Data section ▸

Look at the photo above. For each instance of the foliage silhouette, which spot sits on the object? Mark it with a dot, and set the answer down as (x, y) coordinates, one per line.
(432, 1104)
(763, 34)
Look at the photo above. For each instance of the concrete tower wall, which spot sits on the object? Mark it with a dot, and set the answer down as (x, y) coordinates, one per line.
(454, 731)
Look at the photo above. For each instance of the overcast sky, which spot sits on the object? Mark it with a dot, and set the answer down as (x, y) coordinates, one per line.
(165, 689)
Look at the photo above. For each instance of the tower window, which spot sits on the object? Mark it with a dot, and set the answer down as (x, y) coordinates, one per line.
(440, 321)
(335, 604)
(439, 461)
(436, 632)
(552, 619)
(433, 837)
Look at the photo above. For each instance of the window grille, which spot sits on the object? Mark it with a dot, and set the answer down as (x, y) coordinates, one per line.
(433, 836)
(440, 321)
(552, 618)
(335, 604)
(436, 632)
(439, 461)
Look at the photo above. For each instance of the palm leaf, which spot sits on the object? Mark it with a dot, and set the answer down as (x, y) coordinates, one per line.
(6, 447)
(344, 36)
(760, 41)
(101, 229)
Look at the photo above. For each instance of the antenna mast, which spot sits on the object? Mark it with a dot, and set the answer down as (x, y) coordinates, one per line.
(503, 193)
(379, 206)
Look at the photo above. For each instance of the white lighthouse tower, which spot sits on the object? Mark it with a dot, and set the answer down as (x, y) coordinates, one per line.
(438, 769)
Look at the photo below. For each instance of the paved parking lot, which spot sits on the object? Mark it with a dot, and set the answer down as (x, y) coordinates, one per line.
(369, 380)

Problem to work on ▸ Set down every entry exactly as it appears.

Response ▸
Look at the photo above. For each instance of the foliage silhouette, which spot sits on the object? Mark it with a dot, and set the answer down as (x, y) coordinates, one per line.
(432, 1104)
(763, 34)
Look at the photo above. For each instance of the concrete tower wall, which spot sits on the object? Mark it with a dot, and set the answer down as (x, y) coordinates, one per line.
(454, 731)
Look at the photo above. For each instance of the overcast sky, which spot sits on the object? Mark it with a dot, and set the answer down as (x, y) coordinates, one per line.
(165, 689)
Look at the photo above. For each instance of the tower window, which spot sits on the object? Mark it with a dot, and set the answer down as (x, y) coordinates, one per line.
(440, 321)
(335, 604)
(439, 461)
(436, 632)
(552, 619)
(433, 837)
Look at the photo above. For each instance of the window grille, which spot sits on the object? Mark it with a dot, and set the answer down as (x, y) coordinates, one per line.
(433, 836)
(440, 321)
(552, 618)
(335, 604)
(436, 632)
(439, 461)
Look at the photo above. For each instance of the palm leaf, which spot sits on the object? Mark it with a dot, and set the answer down as (x, y) coordinates, one per line.
(6, 447)
(344, 36)
(760, 41)
(101, 229)
Look at the photo above. For each instance of the antenna mast, which spot sits on the object? Mark it with a dot, and set the answer down as (x, y) coordinates, one per line.
(503, 193)
(379, 206)
Look at the photo above. For each instance of the white lighthouse tower, which spot sits on the object? Mark it with a dot, and set the answer down as (x, y) coordinates, one per line.
(438, 769)
Look at the photo below. For each instance of the paved parking lot, which spot sits on the object? Mark it with a dot, and set the answer down as (x, y) coordinates, one per line.
(369, 380)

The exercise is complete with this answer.